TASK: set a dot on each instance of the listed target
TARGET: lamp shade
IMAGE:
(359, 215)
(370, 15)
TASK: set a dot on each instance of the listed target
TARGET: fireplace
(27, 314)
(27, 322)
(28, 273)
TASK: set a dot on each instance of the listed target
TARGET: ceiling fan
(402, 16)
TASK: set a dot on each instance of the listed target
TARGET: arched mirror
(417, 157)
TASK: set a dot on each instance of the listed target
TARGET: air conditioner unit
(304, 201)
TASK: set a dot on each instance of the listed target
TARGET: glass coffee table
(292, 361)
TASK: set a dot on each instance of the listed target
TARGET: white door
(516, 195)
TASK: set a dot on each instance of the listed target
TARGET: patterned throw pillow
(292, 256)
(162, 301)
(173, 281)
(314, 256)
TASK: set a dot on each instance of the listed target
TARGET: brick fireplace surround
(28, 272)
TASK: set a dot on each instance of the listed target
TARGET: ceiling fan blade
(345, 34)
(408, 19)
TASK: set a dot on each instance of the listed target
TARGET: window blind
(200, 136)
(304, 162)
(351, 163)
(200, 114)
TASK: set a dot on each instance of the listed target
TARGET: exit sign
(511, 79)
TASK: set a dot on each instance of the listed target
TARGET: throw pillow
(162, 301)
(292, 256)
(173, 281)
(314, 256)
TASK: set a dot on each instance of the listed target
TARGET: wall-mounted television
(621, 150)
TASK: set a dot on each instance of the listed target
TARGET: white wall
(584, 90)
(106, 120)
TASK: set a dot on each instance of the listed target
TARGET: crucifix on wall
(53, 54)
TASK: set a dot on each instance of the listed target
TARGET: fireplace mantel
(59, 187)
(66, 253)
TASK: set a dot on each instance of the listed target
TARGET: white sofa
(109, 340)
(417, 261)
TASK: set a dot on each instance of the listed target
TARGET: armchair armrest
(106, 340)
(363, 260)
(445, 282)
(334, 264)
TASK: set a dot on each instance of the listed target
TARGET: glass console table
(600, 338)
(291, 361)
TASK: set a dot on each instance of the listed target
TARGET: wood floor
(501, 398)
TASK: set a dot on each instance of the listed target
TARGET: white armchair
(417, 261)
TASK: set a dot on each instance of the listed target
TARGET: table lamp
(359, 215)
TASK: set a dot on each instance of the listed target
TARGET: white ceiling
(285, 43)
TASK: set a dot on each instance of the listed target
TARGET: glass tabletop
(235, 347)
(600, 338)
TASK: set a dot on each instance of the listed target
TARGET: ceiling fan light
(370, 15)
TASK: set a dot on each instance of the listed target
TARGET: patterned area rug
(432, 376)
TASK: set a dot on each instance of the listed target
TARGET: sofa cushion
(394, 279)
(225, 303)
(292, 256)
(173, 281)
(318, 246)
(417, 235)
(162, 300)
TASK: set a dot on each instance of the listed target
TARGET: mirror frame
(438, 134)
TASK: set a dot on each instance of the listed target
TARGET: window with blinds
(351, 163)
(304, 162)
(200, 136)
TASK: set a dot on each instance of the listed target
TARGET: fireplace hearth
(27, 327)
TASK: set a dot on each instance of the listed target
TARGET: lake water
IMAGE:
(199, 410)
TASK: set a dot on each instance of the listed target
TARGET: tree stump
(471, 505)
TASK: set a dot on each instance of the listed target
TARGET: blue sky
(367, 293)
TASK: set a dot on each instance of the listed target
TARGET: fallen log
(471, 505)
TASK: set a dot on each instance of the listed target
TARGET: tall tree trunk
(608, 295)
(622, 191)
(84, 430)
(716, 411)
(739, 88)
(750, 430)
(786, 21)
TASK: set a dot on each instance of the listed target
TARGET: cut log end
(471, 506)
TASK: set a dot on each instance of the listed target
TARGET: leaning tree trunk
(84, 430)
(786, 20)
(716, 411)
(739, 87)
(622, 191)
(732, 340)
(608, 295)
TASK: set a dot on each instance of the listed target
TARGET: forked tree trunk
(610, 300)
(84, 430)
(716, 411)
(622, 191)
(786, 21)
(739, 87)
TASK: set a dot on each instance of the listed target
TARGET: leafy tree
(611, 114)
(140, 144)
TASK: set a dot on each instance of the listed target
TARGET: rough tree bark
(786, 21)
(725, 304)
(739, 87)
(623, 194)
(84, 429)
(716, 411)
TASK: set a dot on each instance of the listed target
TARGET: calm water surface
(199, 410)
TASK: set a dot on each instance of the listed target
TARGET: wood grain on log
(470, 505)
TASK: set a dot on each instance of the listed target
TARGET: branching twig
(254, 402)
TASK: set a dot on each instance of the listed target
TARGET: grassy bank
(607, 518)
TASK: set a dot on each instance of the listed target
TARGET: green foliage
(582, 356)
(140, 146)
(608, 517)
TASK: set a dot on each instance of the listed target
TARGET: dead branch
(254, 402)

***

▸ **Directive**
Exactly as written above, please repeat the entries.

▸ **Result for this task**
TASK: set a dot on each instance of the listed target
TARGET: lamp shade
IMAGE:
(359, 215)
(370, 15)
TASK: set a dot on each instance of the listed target
TARGET: fireplace
(27, 314)
(27, 322)
(28, 273)
TASK: set a dot on each instance of the listed target
TARGET: ceiling fan
(402, 16)
TASK: set a dot on each instance of the listed target
TARGET: arched mirror
(417, 157)
TASK: set a dot on each instance of the listed target
TARGET: air conditioner unit
(304, 201)
TASK: set a dot on each instance of the listed target
TARGET: glass coffee table
(292, 361)
TASK: set a dot on each instance of the listed target
TARGET: white door
(516, 195)
TASK: set a dot on each instance of the listed target
TARGET: patterned throw pillow
(292, 256)
(162, 301)
(173, 281)
(314, 256)
TASK: set a dot on each instance of the listed target
TARGET: brick fireplace surround
(28, 272)
TASK: set a dot on each instance of the listed target
TARGET: ceiling fan blade
(345, 34)
(408, 19)
TASK: set a dot on each instance of the listed target
TARGET: window blind
(200, 136)
(304, 162)
(351, 163)
(200, 114)
TASK: set a dot on each instance of the listed target
TARGET: exit sign
(511, 79)
TASK: set a dot on each instance of the listed target
TARGET: throw pillow
(162, 301)
(292, 256)
(173, 281)
(314, 256)
TASK: set a dot on each instance of the listed target
TARGET: wall-mounted television
(621, 150)
TASK: set a dot on each instance of the listed target
TARGET: white wall
(584, 90)
(106, 120)
TASK: set a dot on each instance of the listed target
TARGET: crucifix on wall
(53, 54)
TASK: set a dot on each instance of the listed target
TARGET: fireplace mantel
(59, 187)
(66, 253)
TASK: set a dot on each instance of the listed target
TARGET: white sofa
(109, 340)
(417, 261)
TASK: set a dot on each instance of the listed target
TARGET: armchair armrest
(106, 340)
(363, 260)
(445, 282)
(334, 264)
TASK: set a dot on each instance of the listed target
TARGET: glass console table
(600, 338)
(291, 361)
TASK: set a dot on each instance of the listed target
TARGET: wood floor
(501, 398)
TASK: set a dot on each instance of the listed target
TARGET: white armchair
(417, 261)
TASK: set a dot on each instance of the listed target
TARGET: table lamp
(359, 215)
TASK: set a dot on each instance of the listed target
TARGET: white ceiling
(285, 43)
TASK: set a dot on each instance of the listed target
TARGET: glass tabletop
(235, 347)
(600, 338)
TASK: set a dot on each instance of the listed target
TARGET: ceiling fan light
(370, 15)
TASK: set a dot on each instance of the listed target
TARGET: patterned area rug
(432, 376)
TASK: set a dot on each instance of the listed target
TARGET: sofa cushion
(394, 279)
(225, 303)
(292, 256)
(173, 281)
(318, 246)
(417, 235)
(162, 300)
TASK: set a dot on each instance of the listed target
TARGET: mirror frame
(438, 134)
TASK: set a dot on each instance of the listed target
TARGET: window with blinds
(351, 163)
(304, 162)
(200, 136)
TASK: set a dot on each instance of the listed target
TARGET: fireplace hearth
(27, 327)
TASK: set a dot on each instance of the listed target
TARGET: lake water
IMAGE:
(199, 410)
TASK: set a dot on each instance of the listed target
TARGET: tree stump
(471, 505)
TASK: set a dot on each instance of the listed target
TARGET: blue sky
(367, 293)
TASK: set a dot on each instance of the listed target
TARGET: fallen log
(471, 505)
TASK: set a dot on each instance of the listed target
TARGET: tall tree trunk
(608, 295)
(622, 191)
(84, 430)
(716, 411)
(739, 88)
(750, 430)
(786, 21)
TASK: set a dot on each instance of the listed target
TARGET: cut log end
(471, 506)
TASK: set a dot on each instance of the listed target
TARGET: leaning tree trunk
(84, 430)
(786, 20)
(716, 411)
(739, 87)
(622, 191)
(732, 340)
(608, 295)
TASK: set a dot on each instance of the listed target
TARGET: forked tree trunk
(610, 300)
(84, 430)
(716, 411)
(622, 191)
(786, 21)
(739, 87)
TASK: set a dot on each instance of the listed target
TARGET: leafy tree
(611, 114)
(140, 144)
TASK: set a dot on each instance of the listed target
TARGET: rough tree bark
(786, 21)
(725, 304)
(739, 87)
(623, 194)
(84, 429)
(716, 411)
TASK: set a dot on each instance of the listed target
TARGET: calm water surface
(199, 410)
TASK: set a dot on each instance of the listed target
TARGET: wood grain on log
(470, 505)
TASK: set a dot on each instance of the listed target
TARGET: branching twig
(254, 402)
TASK: set a dot on each instance of the listed target
TARGET: grassy bank
(607, 518)
TASK: set a dot on each instance of the listed target
TARGET: green foliage
(582, 356)
(140, 146)
(608, 517)
TASK: set a dot on each instance of the listed target
TARGET: dead branch
(254, 402)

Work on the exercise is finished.